**WHAT IS REQUIRED:**
Identify, in the records below, every line where the string "position" appears, and copy each such line.

[Data extracted from a collection]
[Start of Attachment]

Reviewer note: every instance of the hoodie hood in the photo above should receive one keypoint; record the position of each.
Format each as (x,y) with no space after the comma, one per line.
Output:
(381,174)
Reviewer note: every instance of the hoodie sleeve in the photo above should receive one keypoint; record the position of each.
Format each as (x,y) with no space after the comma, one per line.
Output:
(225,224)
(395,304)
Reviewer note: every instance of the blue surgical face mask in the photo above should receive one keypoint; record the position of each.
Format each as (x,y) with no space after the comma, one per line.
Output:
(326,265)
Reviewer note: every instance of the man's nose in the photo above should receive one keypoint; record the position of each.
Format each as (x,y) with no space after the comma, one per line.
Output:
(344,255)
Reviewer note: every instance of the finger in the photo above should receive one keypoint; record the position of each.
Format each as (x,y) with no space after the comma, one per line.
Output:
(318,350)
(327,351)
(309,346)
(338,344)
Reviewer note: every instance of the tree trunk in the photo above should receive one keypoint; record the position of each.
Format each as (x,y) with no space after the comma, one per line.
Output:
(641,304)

[End of Attachment]

**RESULT BELOW:**
Reviewer note: every instance of the hoodie hood in the photo above should receive one keypoint; record the position of each.
Reviewer note: every instance of the hoodie sleeve in the photo above should receive one keypoint; record the position of each.
Reviewer note: every instance of the blue surgical face mask in the photo above should receive one keypoint; record the position of each.
Reviewer note: every instance of the man's nose in the photo above should receive one keypoint; record the position of each.
Reviewer note: every instance of the finger in the photo above should receive one keypoint; record the position of each.
Reviewer note: every instance of the tree trunk in the photo above should receive one keypoint; record the position of each.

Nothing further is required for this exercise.